ARTICLE:

>> start

Article Summary: Disputing Irony: A Systematic Look at Litigation About Mediation 
The most recent edition of the Harvard Negotiation Law Review includes an innovative study of reported state and federal decisions about mediation from 1999-2003 by Hamline University Professors James R. Coben and Peter N. Thompson. The article, entitled Disputing Irony, A Systematic Look at Litigation About Mediation, provides a basic status report of mediation today—including how mediation statutes are being interpreted by the courts and how effective current statutes and rules are in creating and maintaining a fair and effective mediation process. The data also illustrates the extent to which the mediation process, frequently lauded as an alternative to litigation, has actually created additional litigation.
As the authors intended, their study of the cases in the database provides unique insight into the extent to which mediation has resulted in subsequent litigation, the mediation issues being litigated in the courts, and how judges are balancing the "need for confidentiality in the mediation process" against "the need for evidence when mediation conduct [and communications] become an issue in subsequent litigation."  Their research also revealed some surprising results. For example, there was some evidence that scholarly concerns regarding the mediation process, such as mediator malpractice and the need for the confidentiality of mediation communications, did not appear to align with practitioner and mediation consumer concerns.
The first substantive analysis of the database discusses issues surrounding confidential mediation disclosures. This section includes several examples where a party or mediator contested the disclosure of confidential mediation communications. The authors surprisingly note that few of the decisions in which confidentiality was not upheld involved balancing between "the pros and cons of compromising the mediation process."  The many different contexts in which confidentiality disclosure issues have arisen are also discussed in this section. For example, their statistics demonstrated mediation communications are frequently used in court to prove or rebut contractual defenses such as fraud, mistake, or duress.

>> end

WHAT THIS EXERCISE ASKS:
(a) Translate this sentence from the article summary on litigation about mediation into Spanish: "Their research also revealed some surprising results."
(b) In the article summary on litigation about mediation, which years do the reported state and federal decisions in the study span?
(c) Carry the article summary on litigation about mediation forward with another paragraph, picking up after its last sentence.

STORED ROWS:
>> start

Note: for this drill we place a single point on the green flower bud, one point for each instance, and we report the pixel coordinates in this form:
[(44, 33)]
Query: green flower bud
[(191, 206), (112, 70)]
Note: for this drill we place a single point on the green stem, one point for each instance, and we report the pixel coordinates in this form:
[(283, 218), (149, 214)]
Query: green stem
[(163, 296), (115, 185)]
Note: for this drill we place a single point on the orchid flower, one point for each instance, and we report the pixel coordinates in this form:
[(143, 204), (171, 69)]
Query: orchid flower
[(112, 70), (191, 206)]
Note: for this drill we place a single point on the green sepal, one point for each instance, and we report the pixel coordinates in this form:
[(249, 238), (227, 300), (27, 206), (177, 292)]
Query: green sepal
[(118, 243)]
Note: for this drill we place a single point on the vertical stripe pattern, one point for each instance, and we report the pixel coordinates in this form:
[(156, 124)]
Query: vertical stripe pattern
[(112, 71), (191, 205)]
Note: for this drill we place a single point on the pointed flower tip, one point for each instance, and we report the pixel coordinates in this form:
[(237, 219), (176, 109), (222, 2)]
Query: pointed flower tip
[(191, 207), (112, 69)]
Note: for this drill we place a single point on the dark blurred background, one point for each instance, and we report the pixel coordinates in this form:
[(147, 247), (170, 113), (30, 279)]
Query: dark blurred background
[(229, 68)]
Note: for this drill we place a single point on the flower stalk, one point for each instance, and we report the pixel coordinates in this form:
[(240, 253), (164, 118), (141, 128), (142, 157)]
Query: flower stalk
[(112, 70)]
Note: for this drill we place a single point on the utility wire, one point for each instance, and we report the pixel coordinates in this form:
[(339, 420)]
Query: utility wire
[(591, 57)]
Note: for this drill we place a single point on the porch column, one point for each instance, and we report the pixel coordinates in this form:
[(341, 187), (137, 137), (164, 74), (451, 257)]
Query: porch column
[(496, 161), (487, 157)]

>> end

ANSWERS GIVEN:
(a) Su investigación también reveló algunos resultados sorprendentes.

(b) 1999 to 2003.

(c)
However, despite a considerable amount of litigation about confidentiality, the data revealed a surprising lack of concern by parties regarding such confidentiality. In fact, the article reports that 30% of all of the decisions in the database included uncontested mediation disclosures by mediators and others. As the authors note, this data is particularly notable given the amount of scholarly research on the critical importance of confidentiality to the mediation process.
The research also demonstrated that the most commonly litigated mediation issue is the enforcement of mediated settlement agreements. Through reference to multiple cases involving claims of fraud, misrepresentation, undue influence, mistake, unconscionability, and other defenses, Coben and Thompson document the general lack of success parties have had in using traditional contract defenses to avoid the enforcement of mediated settlement agreements. To avoid such litigation and honor self-determination, the authors recommend that mediators and counsel take steps to ensure that all parties are fully aware of the binding and final nature of mediation settlement agreements before entering into them. They also suggest further consideration of a previous recommendation to provide parties with a specified period of time following mediation settlement agreements in which parties can exercise a right to rescind the contract.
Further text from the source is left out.